**Document extract**
start
Thus, it doesn’t take much imagination to see the connection between Israel and America as covenant nations, if indeed that is the case. This is how the logic went: if America stayed true to its Judeo-Christian heritage, and maintained its status as a “Christian nation,” then God would bless the country. If, however, America was to persist in sinning, the fundamentalists believed (still in line with that Puritan covenant theology), then God would curse the nation. This explains why, for example, so many fundamentalist Christians engaged in the drive to bring about Prohibition in the 1920s. Alcohol, and all the attendant evils that came with its use (and abuse), they felt, were destroying the moral fiber of the nation. If the situation continued unabated, some argued, God would judge America based on egregious sins. Thus, Prohibition needed to be passed not just for the immediate benefits of repealing all alcohol, but for the ultimate benefit of putting America back into a position whereby God could bless the country—based on the covenant.

Therefore, it is not difficult to begin to see what forces and drivers might be behind much of the movement among certain more conservative Christians to “get America back on track with God.” It was believed that one of the  most effective ways to do this was to get involved in the political arena to bring such goals about.

The Rise of the Evangelicals and Christian Right

Billy Graham and other Evangelical leaders

From the 1940s onwards, associations like the National Association of Evangelicals (N.A.E.) arose and sought to gain political clout. Although they still held to the “fundamentals of the faith,” they distanced themselves from their more militant and separatist fundamental past and now labelled themselves “evangelicals.”

During the Cold War of the 1950s and 1960s, the N.A.E. enhanced its political status by pledging to fight communism as one of its major priorities, but into the 1970s the movement lost much of its initial momentum due to infighting. Conservative fundamentalists like Jerry Falwell, Bob Jones Jr., and others broke with the more centrist-minded Billy Graham, and formed the Moral Majority in the 1970s.

By the late 1970s, Falwell’s Moral Majority had not gained widespread appeal outside of the Southern states, and the Southern Baptist Convention. Even today, however, in the area of the “Bible Belt,” the movement is still disproportionately strong. But when Pat Robertson entered the picture in the 1980s, many evangelicals in the Northern states, who had previously disavowed such leaders as Falwell, now joined the Republican party movement. Williams comments that “by the end of Ronald Reagan’s presidency, the Christian Right had become a united coalition that would remain a powerful political juggernaut for the next two generations.”[5] The differences between northern and southern, ideology and theology, now gave way to a growing concern over what could be done to address such problems as: the growing influence of secularism, abortion and gay rights, sexual freedom and experimentation, and racial tensions.
end
**Supplied data**
start
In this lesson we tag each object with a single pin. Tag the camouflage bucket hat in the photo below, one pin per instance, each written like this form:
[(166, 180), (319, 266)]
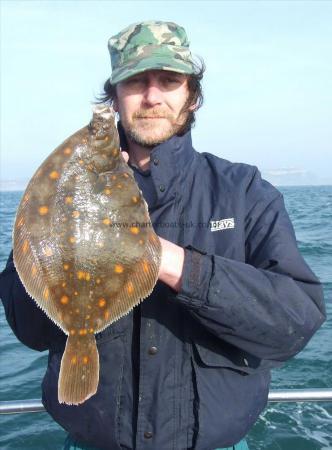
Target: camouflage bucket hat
[(149, 45)]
end
**Required actions**
1. Decide whether each statement agrees with the text on the Christian Right, answering yes or no and quoting the deciding words of the text exactly. (a) During the Cold War, the N.A.E. pledged to fight communism as one of its major priorities. (b) By the late 1970s, Falwell's Moral Majority had gained widespread appeal in the Northern states. (c) Jerry Falwell and Bob Jones Jr. formed the Moral Majority in the 1980s.
2. Transcribe the part of the text on the Christian Right that begins at the words "From the 1940s" and stops after "in the 1970s.".
3. Go on with the text on the Christian Right, starting after its final sentence.

**Expected responses**
1.
(a) Yes: "the N.A.E. enhanced its political status by pledging to fight communism as one of its major priorities"
(b) No: "Falwell’s Moral Majority had not gained widespread appeal outside of the Southern states"
(c) No: "formed the Moral Majority in the 1970s"

2.
From the 1940s onwards, associations like the National Association of Evangelicals (N.A.E.) arose and sought to gain political clout. Although they still held to the “fundamentals of the faith,” they distanced themselves from their more militant and separatist fundamental past and now labelled themselves “evangelicals.”

During the Cold War of the 1950s and 1960s, the N.A.E. enhanced its political status by pledging to fight communism as one of its major priorities, but into the 1970s the movement lost much of its initial momentum due to infighting. Conservative fundamentalists like Jerry Falwell, Bob Jones Jr., and others broke with the more centrist-minded Billy Graham, and formed the Moral Majority in the 1970s.

3.
By the election of George W. Bush, comments Williams, “it became impossible for any Republican presidential candidate to ignore the Christian Right’s demands on abortion, gay rights, and other social issues.”[6]

However, despite capturing a political party, the Christian Right found that as the years went by, it was unable to change the course of the nation insofar as laws went: gay rights, abortion, no prayer in public schools—these remained, and more. They may have won the party, but they did not capture the soul of the nation. Despite their best efforts, America continues to explore what it means to be a “pluralistic nation.”

In a 1982 article, shortly after the election of President Reagan, author Stephen J. Whitfield commented on the situation, and his words still resonate today:

But the dream of a pluralistic polity which maximizes opportunity is tarnished when freedom of choice is denied to pregnant women, when prayer and scriptural versions of cosmogony are introduced into the public schools, when sin is discovered in books, when political debate becomes overloaded with a religious charge. The current drive on the far right to infuse the responsibilities of self-government with the passions of faith challenges what is most promising and perhaps most essential in the American experiment itself— what Jefferson called “an empire of reason.”[7]

Read the next article in this series: “Why did so many Christians vote for Donald Trump?


[1] Williams, David. God’s Own Party: The Making of the Christian Right. Oxford: Oxford University Press (2010): 2.

[2] Williams, God’s Own Party, 3.

[3] Stout, Harry S. The New England Soul: Preaching and Religious Culture in Colonial New England. New York: Oxford University Press, 1988 (7).

[4] Stout, New England Soul, 7.

[5] Williams, God’s Own Party, 6.

[6] Williams, God’s Own Party, 8.

[7] Whitfield, Stephen J. “‘One Nation Under God’: The Rise of the Religious Right.” (Autumn 1982): http://www.vqronline.org/essay/one-nation-under-god-rise-religious-right (Accessed 3/24/17).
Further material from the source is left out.